--- Start of Extracted information ---

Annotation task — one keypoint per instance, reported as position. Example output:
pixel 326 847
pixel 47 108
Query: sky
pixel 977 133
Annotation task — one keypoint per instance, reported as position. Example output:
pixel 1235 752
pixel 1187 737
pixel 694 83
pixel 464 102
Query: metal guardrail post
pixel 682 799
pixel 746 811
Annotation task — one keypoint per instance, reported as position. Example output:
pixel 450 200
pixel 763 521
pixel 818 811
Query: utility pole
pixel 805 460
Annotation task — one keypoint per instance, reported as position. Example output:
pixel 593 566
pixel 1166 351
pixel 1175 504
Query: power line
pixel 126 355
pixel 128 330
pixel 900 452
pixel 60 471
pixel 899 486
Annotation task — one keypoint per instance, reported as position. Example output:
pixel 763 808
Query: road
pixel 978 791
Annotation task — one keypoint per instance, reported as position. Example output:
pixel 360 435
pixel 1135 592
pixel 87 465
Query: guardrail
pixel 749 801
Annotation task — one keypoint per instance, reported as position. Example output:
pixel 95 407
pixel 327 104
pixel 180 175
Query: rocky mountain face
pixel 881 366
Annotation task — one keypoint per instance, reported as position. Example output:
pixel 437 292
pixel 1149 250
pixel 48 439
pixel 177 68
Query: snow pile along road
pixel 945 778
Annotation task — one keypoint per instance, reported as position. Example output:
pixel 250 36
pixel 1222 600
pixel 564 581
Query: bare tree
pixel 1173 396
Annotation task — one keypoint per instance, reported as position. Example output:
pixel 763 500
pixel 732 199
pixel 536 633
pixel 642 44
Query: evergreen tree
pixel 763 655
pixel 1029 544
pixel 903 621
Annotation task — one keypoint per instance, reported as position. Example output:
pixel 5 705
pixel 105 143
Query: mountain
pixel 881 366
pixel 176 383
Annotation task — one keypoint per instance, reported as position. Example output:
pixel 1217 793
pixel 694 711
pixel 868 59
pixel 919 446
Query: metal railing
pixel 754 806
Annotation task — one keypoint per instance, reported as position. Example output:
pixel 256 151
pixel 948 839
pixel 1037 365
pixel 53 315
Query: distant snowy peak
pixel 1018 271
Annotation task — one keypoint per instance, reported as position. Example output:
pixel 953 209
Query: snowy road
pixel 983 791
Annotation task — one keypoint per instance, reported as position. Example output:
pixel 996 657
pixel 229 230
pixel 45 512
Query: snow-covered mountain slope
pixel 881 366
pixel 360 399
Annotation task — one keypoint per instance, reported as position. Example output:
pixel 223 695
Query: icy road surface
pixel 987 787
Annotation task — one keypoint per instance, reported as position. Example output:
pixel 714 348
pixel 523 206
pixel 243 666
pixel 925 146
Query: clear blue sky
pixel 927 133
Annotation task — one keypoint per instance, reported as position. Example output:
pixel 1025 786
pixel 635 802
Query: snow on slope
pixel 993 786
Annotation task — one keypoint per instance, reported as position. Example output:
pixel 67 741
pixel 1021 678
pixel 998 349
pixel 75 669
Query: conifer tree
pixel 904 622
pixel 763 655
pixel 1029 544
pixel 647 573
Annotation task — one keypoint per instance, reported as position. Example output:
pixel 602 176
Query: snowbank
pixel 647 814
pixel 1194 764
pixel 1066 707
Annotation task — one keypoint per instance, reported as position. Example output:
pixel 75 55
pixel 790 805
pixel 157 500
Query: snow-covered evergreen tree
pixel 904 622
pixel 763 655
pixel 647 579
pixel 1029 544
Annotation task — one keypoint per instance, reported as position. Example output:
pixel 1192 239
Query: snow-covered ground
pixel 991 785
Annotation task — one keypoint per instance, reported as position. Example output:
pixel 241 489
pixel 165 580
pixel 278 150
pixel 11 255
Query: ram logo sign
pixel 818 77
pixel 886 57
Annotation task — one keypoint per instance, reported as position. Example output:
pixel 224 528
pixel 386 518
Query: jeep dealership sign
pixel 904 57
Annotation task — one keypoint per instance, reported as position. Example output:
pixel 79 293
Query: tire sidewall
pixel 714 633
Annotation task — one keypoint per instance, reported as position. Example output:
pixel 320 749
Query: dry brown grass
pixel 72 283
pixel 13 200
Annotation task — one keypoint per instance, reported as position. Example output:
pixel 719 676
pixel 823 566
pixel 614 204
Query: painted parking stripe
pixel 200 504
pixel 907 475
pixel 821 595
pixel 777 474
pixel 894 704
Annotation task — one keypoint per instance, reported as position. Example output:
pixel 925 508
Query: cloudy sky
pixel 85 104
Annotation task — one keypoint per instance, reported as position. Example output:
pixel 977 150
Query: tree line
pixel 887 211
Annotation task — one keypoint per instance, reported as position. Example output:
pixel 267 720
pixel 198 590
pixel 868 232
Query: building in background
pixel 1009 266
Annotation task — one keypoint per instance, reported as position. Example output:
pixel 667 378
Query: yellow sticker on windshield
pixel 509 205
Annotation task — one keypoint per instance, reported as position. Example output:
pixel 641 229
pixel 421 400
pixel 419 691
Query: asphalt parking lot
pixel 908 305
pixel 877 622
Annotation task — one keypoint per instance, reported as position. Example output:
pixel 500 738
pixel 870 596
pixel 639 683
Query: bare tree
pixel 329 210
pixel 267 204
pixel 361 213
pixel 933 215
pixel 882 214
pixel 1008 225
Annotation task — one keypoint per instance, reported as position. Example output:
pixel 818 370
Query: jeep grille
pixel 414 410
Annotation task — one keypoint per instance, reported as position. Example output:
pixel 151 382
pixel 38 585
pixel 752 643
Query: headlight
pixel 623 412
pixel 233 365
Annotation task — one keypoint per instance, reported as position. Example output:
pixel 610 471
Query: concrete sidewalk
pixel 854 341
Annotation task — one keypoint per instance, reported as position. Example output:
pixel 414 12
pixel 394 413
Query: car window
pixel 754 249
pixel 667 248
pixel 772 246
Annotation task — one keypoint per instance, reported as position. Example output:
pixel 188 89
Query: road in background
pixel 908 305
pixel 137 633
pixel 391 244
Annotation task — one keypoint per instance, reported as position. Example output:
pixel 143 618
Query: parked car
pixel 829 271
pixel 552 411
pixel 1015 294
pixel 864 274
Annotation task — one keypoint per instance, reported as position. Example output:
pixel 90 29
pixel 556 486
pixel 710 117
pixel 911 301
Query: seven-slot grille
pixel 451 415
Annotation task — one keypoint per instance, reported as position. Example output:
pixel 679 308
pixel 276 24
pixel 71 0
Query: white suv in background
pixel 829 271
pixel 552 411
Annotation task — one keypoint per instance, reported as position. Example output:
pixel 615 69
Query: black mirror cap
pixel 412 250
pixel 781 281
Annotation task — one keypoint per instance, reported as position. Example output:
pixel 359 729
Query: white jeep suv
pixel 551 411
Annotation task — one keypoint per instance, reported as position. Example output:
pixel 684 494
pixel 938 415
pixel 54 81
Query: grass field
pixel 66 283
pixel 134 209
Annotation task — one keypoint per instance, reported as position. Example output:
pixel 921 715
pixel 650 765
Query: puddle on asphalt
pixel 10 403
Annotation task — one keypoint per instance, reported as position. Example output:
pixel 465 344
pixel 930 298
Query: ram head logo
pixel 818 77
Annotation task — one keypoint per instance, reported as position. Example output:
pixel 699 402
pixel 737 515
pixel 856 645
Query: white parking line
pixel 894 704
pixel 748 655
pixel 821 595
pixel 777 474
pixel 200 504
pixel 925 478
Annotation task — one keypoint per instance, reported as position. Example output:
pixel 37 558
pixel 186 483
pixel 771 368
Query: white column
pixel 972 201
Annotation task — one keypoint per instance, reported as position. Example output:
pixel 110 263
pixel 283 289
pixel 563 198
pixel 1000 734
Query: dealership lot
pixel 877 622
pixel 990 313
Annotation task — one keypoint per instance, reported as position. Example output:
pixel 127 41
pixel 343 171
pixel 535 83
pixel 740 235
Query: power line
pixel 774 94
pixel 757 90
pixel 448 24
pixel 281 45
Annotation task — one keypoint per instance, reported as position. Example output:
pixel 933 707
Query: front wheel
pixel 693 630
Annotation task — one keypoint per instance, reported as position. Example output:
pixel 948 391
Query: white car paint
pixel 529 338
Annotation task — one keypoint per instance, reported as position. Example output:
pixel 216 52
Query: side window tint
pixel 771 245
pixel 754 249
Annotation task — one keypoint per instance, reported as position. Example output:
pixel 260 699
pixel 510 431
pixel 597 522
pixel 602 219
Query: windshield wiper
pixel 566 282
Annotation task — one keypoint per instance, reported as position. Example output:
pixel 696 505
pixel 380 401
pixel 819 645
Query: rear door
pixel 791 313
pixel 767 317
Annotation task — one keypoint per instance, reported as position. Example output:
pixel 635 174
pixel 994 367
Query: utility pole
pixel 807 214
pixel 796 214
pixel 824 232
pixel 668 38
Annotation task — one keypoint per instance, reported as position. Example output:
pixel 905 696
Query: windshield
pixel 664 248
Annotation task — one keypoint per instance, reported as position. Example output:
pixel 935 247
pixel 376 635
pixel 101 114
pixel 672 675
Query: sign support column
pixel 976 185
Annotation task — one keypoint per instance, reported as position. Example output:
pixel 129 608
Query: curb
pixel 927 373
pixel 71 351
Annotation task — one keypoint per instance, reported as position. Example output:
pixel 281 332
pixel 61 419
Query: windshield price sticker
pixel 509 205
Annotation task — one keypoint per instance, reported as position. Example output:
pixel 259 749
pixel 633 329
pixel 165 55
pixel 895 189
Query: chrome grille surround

--- End of Extracted information ---

### Required task
Set down the entries above exactly as they appear, from the start of the entries through the line containing "pixel 903 621", including both ends.

### Response
Annotation task — one keypoint per instance, reported as position. Example output:
pixel 326 847
pixel 47 108
Query: sky
pixel 977 133
Annotation task — one keypoint per instance, reported as position. Example output:
pixel 1235 752
pixel 1187 737
pixel 694 83
pixel 464 102
Query: metal guardrail post
pixel 682 799
pixel 746 811
Annotation task — one keypoint per instance, reported as position. Example output:
pixel 450 200
pixel 763 521
pixel 818 811
Query: utility pole
pixel 805 460
Annotation task — one keypoint per instance, reported as position. Example output:
pixel 593 566
pixel 1166 351
pixel 1175 504
Query: power line
pixel 126 355
pixel 128 330
pixel 900 452
pixel 60 471
pixel 899 486
Annotation task — one keypoint per instance, reported as position. Example output:
pixel 763 808
Query: road
pixel 978 791
Annotation task — one keypoint per instance, reported as position. Example output:
pixel 360 435
pixel 1135 592
pixel 87 465
Query: guardrail
pixel 749 801
Annotation task — one keypoint per instance, reported as position. Example output:
pixel 95 407
pixel 327 104
pixel 180 175
Query: rocky mountain face
pixel 881 366
Annotation task — one keypoint per instance, reported as position. Example output:
pixel 437 292
pixel 1149 250
pixel 48 439
pixel 177 68
Query: snow pile along road
pixel 945 778
Annotation task — one keypoint per instance, reported as position. Example output:
pixel 250 36
pixel 1222 600
pixel 564 581
Query: bare tree
pixel 1173 396
Annotation task — one keypoint per instance, reported as position. Example output:
pixel 763 500
pixel 732 199
pixel 536 633
pixel 642 44
Query: evergreen tree
pixel 763 655
pixel 1029 544
pixel 903 621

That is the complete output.